• [Exercise objective] Rewrite only the rows from the line that contains "blue lanyard in the photo above." through the end of the rows, both ends included, as a JSON list of strings with one string per line and blank lines omitted.
::: Records for processing
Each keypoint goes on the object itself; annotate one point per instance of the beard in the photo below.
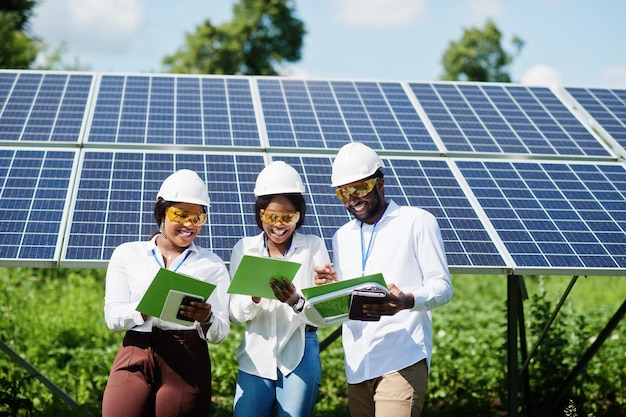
(374, 205)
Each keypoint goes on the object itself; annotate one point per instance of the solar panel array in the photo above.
(521, 179)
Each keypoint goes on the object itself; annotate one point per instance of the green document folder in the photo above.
(332, 301)
(254, 274)
(165, 280)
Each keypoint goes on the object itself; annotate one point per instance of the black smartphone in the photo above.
(368, 295)
(186, 301)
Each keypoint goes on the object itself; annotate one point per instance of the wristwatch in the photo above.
(210, 320)
(299, 305)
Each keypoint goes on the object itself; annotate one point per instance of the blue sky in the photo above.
(567, 42)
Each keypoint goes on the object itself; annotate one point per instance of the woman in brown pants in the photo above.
(162, 369)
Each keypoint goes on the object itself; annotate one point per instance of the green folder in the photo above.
(166, 280)
(254, 274)
(332, 301)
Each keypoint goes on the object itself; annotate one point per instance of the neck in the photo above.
(377, 216)
(168, 249)
(276, 250)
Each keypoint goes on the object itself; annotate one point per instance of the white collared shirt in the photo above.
(131, 269)
(274, 335)
(407, 248)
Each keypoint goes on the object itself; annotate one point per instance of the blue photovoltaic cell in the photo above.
(33, 190)
(185, 110)
(421, 183)
(42, 107)
(117, 190)
(607, 107)
(555, 215)
(329, 114)
(504, 119)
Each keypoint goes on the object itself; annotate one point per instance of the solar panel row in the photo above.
(562, 211)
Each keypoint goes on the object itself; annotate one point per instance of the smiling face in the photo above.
(279, 232)
(182, 233)
(369, 207)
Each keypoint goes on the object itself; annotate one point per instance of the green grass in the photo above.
(54, 319)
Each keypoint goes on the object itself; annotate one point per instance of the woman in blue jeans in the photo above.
(279, 363)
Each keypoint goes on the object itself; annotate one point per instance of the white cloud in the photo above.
(614, 77)
(541, 75)
(380, 13)
(90, 25)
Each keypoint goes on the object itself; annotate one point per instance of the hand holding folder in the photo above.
(166, 293)
(333, 301)
(254, 274)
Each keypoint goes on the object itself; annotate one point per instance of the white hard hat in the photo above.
(354, 161)
(278, 178)
(184, 186)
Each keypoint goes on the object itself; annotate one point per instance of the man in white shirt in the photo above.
(387, 360)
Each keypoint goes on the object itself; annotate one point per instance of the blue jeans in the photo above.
(294, 395)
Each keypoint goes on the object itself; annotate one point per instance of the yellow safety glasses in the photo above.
(356, 190)
(285, 217)
(183, 216)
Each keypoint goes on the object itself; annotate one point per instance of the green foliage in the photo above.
(262, 34)
(479, 56)
(17, 49)
(54, 319)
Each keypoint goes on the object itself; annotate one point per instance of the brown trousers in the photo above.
(166, 373)
(398, 394)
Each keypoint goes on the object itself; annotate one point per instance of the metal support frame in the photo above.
(32, 371)
(518, 378)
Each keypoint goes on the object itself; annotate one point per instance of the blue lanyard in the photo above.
(366, 253)
(156, 258)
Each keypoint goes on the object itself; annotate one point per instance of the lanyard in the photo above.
(156, 258)
(267, 249)
(366, 253)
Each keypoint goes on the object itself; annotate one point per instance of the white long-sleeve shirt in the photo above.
(274, 335)
(407, 248)
(131, 269)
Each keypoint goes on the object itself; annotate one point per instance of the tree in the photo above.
(479, 56)
(17, 48)
(262, 34)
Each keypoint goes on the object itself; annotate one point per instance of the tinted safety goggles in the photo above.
(285, 217)
(177, 215)
(356, 190)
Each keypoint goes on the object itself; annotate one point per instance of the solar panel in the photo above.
::::::
• [Result for this exercise]
[
  "Each keypoint goes on the object itself; annotate one point per instance of the blue lanyard in the photo above.",
  "(366, 253)",
  "(156, 258)",
  "Each keypoint goes on the object itself; annotate one point per instance of the lanyard in the photo above.",
  "(156, 258)",
  "(267, 249)",
  "(366, 253)",
  "Each keypoint goes on the object itself; annotate one point per instance of the white long-sleeve shirt in the photo above.",
  "(274, 335)",
  "(407, 248)",
  "(131, 269)",
  "Each keypoint goes on the object itself; annotate one point per instance of the tree in the photo above.",
  "(479, 56)",
  "(17, 48)",
  "(262, 34)",
  "Each keypoint goes on the object itself; annotate one point per instance of the tinted safety goggles in the photo above.",
  "(285, 217)",
  "(177, 215)",
  "(356, 190)",
  "Each keypoint goes on the object itself; annotate one point per instance of the solar panel in the photo above."
]